# bootcamp problème installation



## QuickPwn (1 Février 2021)

Bonsoir à tous,

Je souhaite installer windows 10 via bootcamp mais je recontre un souci.

En effet, lorsque je souhaite installer windows, j'ai cette erreur : "Un problème est survenu lors de la lecture du fichier ISO de Windows 10. Veuillez utiliser un autre fichier ISO."

L'iso est impeccable, aucun souci de ce côté.
J'ai essayé de désactiver le SIP et de tester > toujours le même problème.
J'ai vu qu'une personne avait testé en utilisant le compte root et ça avait marché. le problème c'est qu'en suivant la doc Apple, je n'ai à aucun moment la possibilité d'activer le compte root pour essayer...

J'ai essayé d'installer bootcamp via Mojave, je me confronte à un problème de partition. Je pense que c'est due au fait que Mojave ne reconnait pas ma partition Big Sur et du coup cela  échoue.

Du coup, franchement, je sèche si une âme charitable peu m'aider c'est avec joie !

Merci par avance.

EDIT : Problème résolu, j'ai simplement renommé mon image iso et ça fonctionne... Ne me demandez pas pourquoi......
Pourtant, le nom de l'image disque d'origine ne comportait aucun caractère particulier...

*Note de la modération :* on déménage dans la bonne section, aucun rapport dans la section macOS


----------



## Locke (2 Février 2021)

◆ **Items**:
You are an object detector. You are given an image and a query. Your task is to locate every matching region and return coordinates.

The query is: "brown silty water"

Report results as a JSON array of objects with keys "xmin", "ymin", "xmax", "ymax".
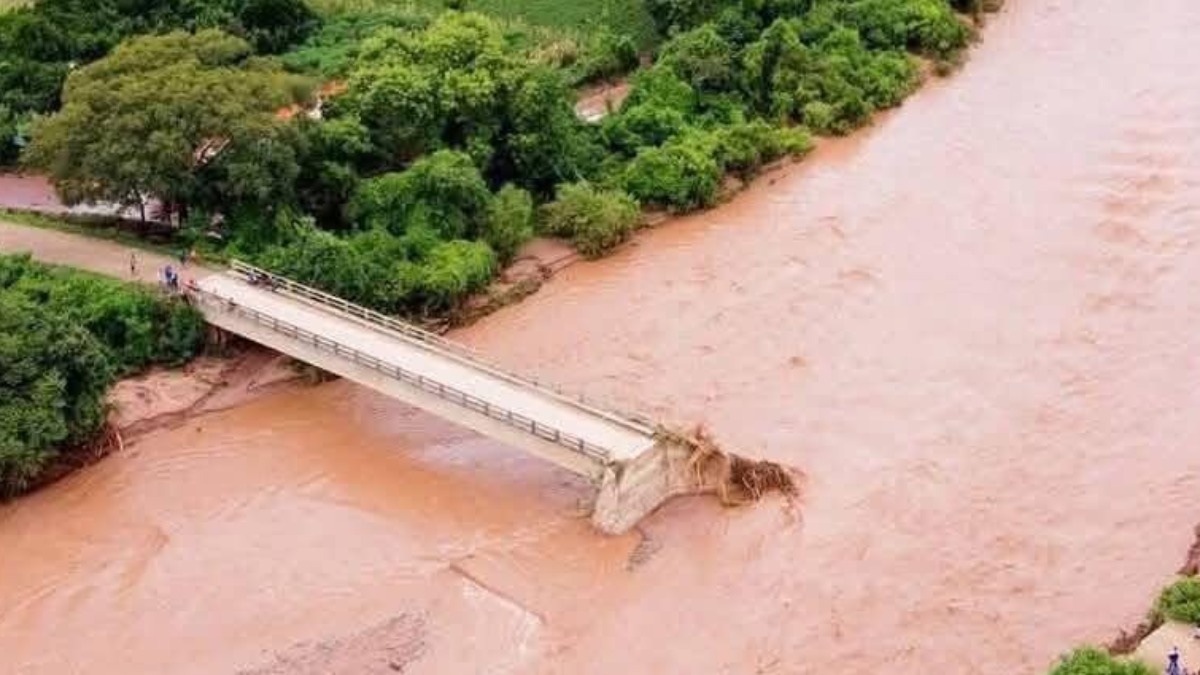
[{"xmin": 0, "ymin": 0, "xmax": 1200, "ymax": 675}]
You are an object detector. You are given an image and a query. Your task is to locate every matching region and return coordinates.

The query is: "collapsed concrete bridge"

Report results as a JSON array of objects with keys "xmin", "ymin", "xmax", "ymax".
[{"xmin": 188, "ymin": 261, "xmax": 691, "ymax": 533}]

◆ **Objectifs**:
A: Traduisez en anglais la phrase « L'iso est impeccable, aucun souci de ce côté. » tirée de la sélection.
B: Extrayez de la sélection le passage allant de « Merci par avance. » jusqu'à « aucun caractère particulier... ».

◆ **Réponses**:
A: The ISO is flawless; there's no problem on that end.

B:
Merci par avance.

EDIT : Problème résolu, j'ai simplement renommé mon image iso et ça fonctionne... Ne me demandez pas pourquoi......
Pourtant, le nom de l'image disque d'origine ne comportait aucun caractère particulier...